STORED DATA =

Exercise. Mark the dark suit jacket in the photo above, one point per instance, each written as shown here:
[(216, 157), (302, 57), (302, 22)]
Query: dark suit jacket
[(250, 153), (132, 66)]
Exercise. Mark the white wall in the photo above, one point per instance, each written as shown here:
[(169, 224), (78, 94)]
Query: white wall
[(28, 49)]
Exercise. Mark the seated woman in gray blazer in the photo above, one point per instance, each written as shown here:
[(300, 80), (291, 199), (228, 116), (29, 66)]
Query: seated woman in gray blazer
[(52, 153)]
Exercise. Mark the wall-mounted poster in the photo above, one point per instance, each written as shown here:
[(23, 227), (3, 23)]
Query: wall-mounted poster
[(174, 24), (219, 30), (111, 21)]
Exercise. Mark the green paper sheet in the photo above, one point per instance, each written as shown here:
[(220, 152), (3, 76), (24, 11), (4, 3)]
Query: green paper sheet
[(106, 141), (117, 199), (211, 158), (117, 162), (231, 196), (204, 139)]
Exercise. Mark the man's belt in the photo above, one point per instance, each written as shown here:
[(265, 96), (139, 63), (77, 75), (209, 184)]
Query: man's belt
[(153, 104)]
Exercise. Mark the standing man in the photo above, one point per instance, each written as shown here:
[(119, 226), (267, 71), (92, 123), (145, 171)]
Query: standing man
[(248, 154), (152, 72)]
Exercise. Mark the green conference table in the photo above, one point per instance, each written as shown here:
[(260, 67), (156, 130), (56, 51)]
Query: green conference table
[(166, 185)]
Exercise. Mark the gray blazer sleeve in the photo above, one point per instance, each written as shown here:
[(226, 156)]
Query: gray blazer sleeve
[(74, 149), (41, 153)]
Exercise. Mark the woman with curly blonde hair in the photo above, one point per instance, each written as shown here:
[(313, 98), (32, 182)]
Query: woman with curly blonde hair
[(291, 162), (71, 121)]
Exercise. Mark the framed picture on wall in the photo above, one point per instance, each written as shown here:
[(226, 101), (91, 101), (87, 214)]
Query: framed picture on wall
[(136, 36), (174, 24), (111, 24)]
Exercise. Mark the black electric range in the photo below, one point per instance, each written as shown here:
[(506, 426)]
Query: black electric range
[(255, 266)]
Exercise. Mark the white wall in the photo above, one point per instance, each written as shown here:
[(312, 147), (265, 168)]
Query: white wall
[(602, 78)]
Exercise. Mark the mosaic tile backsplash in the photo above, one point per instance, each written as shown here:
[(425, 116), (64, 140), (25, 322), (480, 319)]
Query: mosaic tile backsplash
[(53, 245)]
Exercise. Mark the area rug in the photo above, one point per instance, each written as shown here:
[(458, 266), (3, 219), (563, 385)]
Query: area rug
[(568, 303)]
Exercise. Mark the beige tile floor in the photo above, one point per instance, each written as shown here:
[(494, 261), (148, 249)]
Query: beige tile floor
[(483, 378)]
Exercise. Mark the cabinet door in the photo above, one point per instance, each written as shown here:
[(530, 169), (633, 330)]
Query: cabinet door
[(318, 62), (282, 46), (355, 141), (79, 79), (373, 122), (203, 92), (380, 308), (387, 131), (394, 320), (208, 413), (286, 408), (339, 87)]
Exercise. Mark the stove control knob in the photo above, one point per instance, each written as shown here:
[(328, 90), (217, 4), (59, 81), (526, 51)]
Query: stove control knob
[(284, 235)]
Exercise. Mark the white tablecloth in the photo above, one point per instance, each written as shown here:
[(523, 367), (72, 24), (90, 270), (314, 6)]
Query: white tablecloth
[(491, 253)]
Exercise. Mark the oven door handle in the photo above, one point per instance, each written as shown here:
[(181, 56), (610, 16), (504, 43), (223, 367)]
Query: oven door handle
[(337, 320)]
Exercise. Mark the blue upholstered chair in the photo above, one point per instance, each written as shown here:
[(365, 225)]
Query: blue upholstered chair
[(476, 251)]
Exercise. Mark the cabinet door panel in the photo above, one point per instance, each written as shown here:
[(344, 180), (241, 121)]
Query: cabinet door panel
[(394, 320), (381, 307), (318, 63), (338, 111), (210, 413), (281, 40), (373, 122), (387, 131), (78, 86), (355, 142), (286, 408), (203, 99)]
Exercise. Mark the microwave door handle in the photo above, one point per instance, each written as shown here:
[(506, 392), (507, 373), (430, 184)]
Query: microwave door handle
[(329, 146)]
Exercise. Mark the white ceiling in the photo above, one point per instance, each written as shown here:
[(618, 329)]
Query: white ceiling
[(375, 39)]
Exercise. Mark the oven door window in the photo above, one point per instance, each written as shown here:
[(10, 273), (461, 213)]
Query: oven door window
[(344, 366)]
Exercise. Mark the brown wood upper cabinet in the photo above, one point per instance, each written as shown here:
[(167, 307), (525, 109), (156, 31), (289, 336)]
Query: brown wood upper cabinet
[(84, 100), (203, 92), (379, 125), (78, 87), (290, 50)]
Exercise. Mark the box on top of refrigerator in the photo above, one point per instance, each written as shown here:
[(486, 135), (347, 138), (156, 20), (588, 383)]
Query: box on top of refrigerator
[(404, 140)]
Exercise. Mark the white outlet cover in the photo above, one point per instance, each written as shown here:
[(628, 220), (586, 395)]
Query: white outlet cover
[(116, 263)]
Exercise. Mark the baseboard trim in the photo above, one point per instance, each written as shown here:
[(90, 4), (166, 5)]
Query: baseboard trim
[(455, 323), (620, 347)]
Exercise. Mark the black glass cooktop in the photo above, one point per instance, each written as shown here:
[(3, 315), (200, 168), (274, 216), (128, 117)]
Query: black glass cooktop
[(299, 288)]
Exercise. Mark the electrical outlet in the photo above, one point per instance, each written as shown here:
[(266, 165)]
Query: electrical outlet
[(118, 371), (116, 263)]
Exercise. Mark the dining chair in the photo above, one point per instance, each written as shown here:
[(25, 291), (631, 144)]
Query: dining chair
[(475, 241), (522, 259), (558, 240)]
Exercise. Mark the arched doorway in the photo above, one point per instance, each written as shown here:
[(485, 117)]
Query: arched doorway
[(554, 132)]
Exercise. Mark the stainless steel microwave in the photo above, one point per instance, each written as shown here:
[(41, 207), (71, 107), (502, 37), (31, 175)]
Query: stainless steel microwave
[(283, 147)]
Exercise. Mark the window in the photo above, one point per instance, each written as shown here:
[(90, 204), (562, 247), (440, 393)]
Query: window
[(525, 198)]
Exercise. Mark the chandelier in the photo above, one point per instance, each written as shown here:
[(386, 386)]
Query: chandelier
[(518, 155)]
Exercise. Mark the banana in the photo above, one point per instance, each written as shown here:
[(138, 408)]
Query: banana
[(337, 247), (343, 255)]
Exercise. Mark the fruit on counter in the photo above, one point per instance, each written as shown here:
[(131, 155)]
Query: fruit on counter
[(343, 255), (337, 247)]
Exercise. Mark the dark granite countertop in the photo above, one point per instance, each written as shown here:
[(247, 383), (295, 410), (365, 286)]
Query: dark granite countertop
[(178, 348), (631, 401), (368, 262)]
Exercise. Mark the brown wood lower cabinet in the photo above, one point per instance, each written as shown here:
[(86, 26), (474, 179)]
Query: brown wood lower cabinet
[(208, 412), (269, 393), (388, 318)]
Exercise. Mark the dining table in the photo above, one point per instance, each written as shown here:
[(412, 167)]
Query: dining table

GOAL OF THE EXERCISE = Reproduce every one of the records above word for word, without changing a single character.

OUTPUT FOR THIS TASK =
Exercise. Mark the dark suit jacket in the photo above, one point per instance, each written as shown here:
[(216, 157), (302, 57), (302, 22)]
Query: dark suit jacket
[(250, 153), (132, 66)]
Exercise. Mark the white wall in the photo above, one point per instance, each written as shown here:
[(169, 224), (78, 94)]
Query: white wall
[(28, 49)]
Exercise. Mark the seated woman in gray blazer in the photo above, one point per instance, each written as shown here:
[(300, 80), (291, 199), (228, 116), (29, 66)]
Query: seated woman in gray blazer
[(52, 153)]
Exercise. Mark the wall-mounted poster in the photo above, one point per instance, each written as shown here:
[(23, 227), (3, 23)]
Query: wall-mounted poster
[(174, 24), (219, 30), (111, 21)]
Exercise. Mark the green paper sheet in the photo above, one point per instance, each written as shown here:
[(220, 152), (3, 76), (24, 11), (4, 3)]
Query: green paper sheet
[(106, 141), (117, 199), (211, 158), (117, 162), (231, 196), (204, 139)]
Exercise. Mark the man's belt in the photo above, one point per instance, each written as shown here:
[(265, 96), (139, 63), (77, 75), (209, 184)]
Query: man's belt
[(153, 104)]
Exercise. Mark the standing man in the photo above, one point per instance, each written as shown here:
[(119, 226), (267, 71), (92, 123), (145, 171)]
Query: standing man
[(248, 154), (152, 72)]
Exercise. Mark the green conference table in the photo above, one point per instance, each written as shown here:
[(260, 67), (156, 130), (56, 51)]
Query: green conference table
[(166, 185)]
Exercise. Mark the gray blazer sleeve in the photo above, one point per instance, each written as shown here:
[(226, 156)]
Query: gray blazer sleeve
[(74, 149), (41, 153)]
Exercise. Mark the woman with curly blonde hair in the photo above, one point per instance, each written as shown here:
[(313, 98), (32, 182)]
Query: woman with curly blonde hair
[(291, 162), (71, 121)]
Exercise. Mark the framed picture on wall in the photo above, one point per instance, each written as shown here:
[(226, 101), (91, 101), (87, 214)]
Query: framed picture on wall
[(136, 36), (174, 24), (111, 24)]
Exercise. Mark the black electric range in the photo below, one point per instance, each written as shown here:
[(506, 426)]
Query: black electric range
[(255, 266)]
Exercise. Mark the white wall in the photo above, one point per instance, each written as shown here:
[(312, 147), (265, 168)]
Query: white wall
[(602, 78)]
Exercise. Mark the mosaic tile backsplash in the photo above, one point per instance, each written as shown here:
[(425, 116), (64, 140), (25, 322), (480, 319)]
Query: mosaic tile backsplash
[(53, 245)]
Exercise. Mark the area rug in the photo above, one point per instance, each written as shown here:
[(458, 266), (3, 219), (563, 385)]
Query: area rug
[(568, 303)]
Exercise. Mark the beige tile floor in the photo above, one point per instance, each written as shown here:
[(494, 261), (148, 249)]
Query: beige tile floor
[(483, 378)]
Exercise. Mark the cabinet door in the photo above, one point per instance, each written as shown here:
[(530, 169), (633, 330)]
Query: cabinet door
[(318, 62), (282, 46), (355, 141), (79, 79), (373, 122), (203, 92), (380, 308), (387, 131), (394, 320), (208, 413), (286, 408), (339, 87)]
Exercise. Mark the stove control knob in the photo above, one point per instance, each written as shown here:
[(328, 90), (217, 4), (59, 81), (526, 51)]
Query: stove control knob
[(284, 235)]
Exercise. Mark the white tablecloth in the photo above, one point per instance, each written as shown here:
[(523, 367), (72, 24), (90, 270), (314, 6)]
Query: white tablecloth
[(491, 253)]
Exercise. Mark the oven door handle in the photo above, one point per instance, each written as shown here:
[(181, 56), (610, 16), (504, 43), (223, 367)]
Query: oven door handle
[(337, 320)]
Exercise. Mark the blue upholstered chair in the photo above, one point per instance, each written as shown here:
[(365, 225)]
Query: blue upholstered chair
[(476, 251)]
Exercise. Mark the cabinet door panel in the photo above, one point per instance, each written as shown here:
[(344, 180), (241, 121)]
Query: cabinet door panel
[(394, 320), (381, 307), (318, 63), (338, 111), (210, 413), (281, 40), (373, 122), (387, 131), (78, 86), (355, 142), (286, 408), (203, 99)]
Exercise. Mark the microwave door handle in the photo above, one point per instance, each written as shown here:
[(506, 392), (507, 373), (430, 184)]
Query: microwave door handle
[(329, 146)]
Exercise. Mark the white ceiling in the photo above, one point per instance, each written as shown here:
[(618, 329)]
Query: white ceiling
[(375, 39)]
Exercise. Mark the oven door window in the photo above, one point per instance, each written as shown here:
[(10, 273), (461, 213)]
Query: oven door window
[(344, 366)]
Exercise. Mark the brown wood upper cabinet in the photo above, one point per instance, each written as shown here:
[(167, 307), (525, 109), (156, 31), (289, 336)]
Query: brown wood upper cabinet
[(84, 100), (203, 92), (379, 125), (78, 87), (290, 50)]
Exercise. Mark the box on top of refrigerator in the photo above, one point per instance, each written as shown here:
[(486, 135), (347, 138), (156, 20), (588, 383)]
Query: box on top of refrigerator
[(404, 140)]
Exercise. Mark the white outlet cover in the photo above, one point per instance, each written as shown here:
[(628, 220), (586, 395)]
Query: white outlet cover
[(116, 263)]
Exercise. Mark the baseboard trim in the photo above, one point per instance, each written as shown here:
[(90, 4), (166, 5)]
Query: baseboard trim
[(455, 323), (620, 347)]
Exercise. Mark the black glass cooktop in the photo above, one point per instance, each written as shown here:
[(3, 315), (200, 168), (274, 216), (128, 117)]
Query: black glass cooktop
[(299, 288)]
Exercise. Mark the electrical outlet in the photo above, one point per instance, each written as shown here:
[(266, 165)]
Query: electrical outlet
[(118, 371), (116, 263)]
Exercise. Mark the dining chair in the photo above, one point per instance, each written as shown here:
[(25, 291), (631, 144)]
Query: dining chair
[(475, 241), (522, 259), (558, 240)]
Exercise. Mark the arched doorway in the photo above, one point per instance, each written as shown here:
[(485, 117)]
Query: arched doorway
[(554, 132)]
Exercise. Mark the stainless steel microwave in the photo above, one point per instance, each written as shown here:
[(41, 207), (71, 107), (502, 37), (31, 175)]
Query: stainless steel microwave
[(283, 147)]
Exercise. Mark the window in the photo above, one point per instance, each written as shown here:
[(90, 204), (562, 247), (440, 393)]
Query: window
[(525, 198)]
Exercise. Mark the chandelier in the photo above, one point per instance, each written as shown here:
[(386, 386)]
Query: chandelier
[(518, 155)]
Exercise. Mark the banana in the photo above, one point per instance, each written as shown here:
[(138, 408)]
Query: banana
[(337, 247), (343, 255)]
Exercise. Mark the fruit on counter in the photo above, one point per instance, each written as shown here:
[(131, 155)]
Query: fruit on counter
[(343, 255), (337, 247)]
Exercise. Mark the dark granite countertop in the photo above, one point per instance, each written as shown here:
[(247, 383), (295, 410), (365, 286)]
Query: dark granite countertop
[(178, 348), (631, 401), (368, 262)]
Exercise. Mark the brown wood lower cabinet in the photo above, one point per instance, each written as shown here:
[(86, 26), (474, 179)]
Query: brown wood lower cabinet
[(208, 412), (269, 393), (388, 318)]
Exercise. Mark the dining table in the photo above, one point per instance, each written as shown here:
[(412, 167)]
Query: dining table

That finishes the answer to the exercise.